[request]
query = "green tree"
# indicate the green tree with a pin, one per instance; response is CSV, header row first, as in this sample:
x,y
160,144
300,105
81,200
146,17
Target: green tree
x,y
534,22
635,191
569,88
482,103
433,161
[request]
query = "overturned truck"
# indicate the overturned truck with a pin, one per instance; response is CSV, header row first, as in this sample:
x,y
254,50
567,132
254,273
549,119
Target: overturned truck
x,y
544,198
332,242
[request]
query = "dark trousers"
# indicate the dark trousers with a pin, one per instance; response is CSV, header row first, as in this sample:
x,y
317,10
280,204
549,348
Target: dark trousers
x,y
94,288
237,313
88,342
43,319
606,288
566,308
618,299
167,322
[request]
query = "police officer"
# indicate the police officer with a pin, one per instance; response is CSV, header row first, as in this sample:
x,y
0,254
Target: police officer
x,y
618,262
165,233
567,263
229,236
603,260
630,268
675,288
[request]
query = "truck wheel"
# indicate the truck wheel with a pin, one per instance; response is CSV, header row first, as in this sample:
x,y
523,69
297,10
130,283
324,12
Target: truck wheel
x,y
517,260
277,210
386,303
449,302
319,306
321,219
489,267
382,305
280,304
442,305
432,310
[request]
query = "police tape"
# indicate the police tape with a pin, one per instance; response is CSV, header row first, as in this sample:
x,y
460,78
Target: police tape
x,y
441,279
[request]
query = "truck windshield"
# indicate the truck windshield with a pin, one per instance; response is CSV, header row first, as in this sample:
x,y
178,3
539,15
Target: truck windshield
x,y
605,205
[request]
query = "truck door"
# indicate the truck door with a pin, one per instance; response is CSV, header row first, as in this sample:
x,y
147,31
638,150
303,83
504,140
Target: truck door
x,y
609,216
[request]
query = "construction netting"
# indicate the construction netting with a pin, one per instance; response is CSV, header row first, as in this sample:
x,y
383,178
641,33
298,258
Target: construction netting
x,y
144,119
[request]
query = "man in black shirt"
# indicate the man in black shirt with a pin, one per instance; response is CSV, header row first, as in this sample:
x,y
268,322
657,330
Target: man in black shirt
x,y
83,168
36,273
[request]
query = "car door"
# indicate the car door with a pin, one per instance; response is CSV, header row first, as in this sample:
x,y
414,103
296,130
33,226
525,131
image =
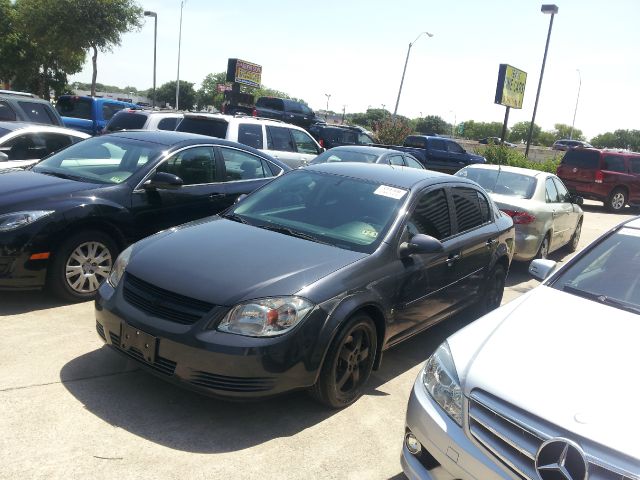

> Exercise goal: Copy each line of the data above that contains the word "officer", keeping the lines in their original order.

> Solution to the problem:
query = "police officer"
# indicate the police officer with a pin, one per instance; response is CSV, header row first, as in this sample:
Target: police officer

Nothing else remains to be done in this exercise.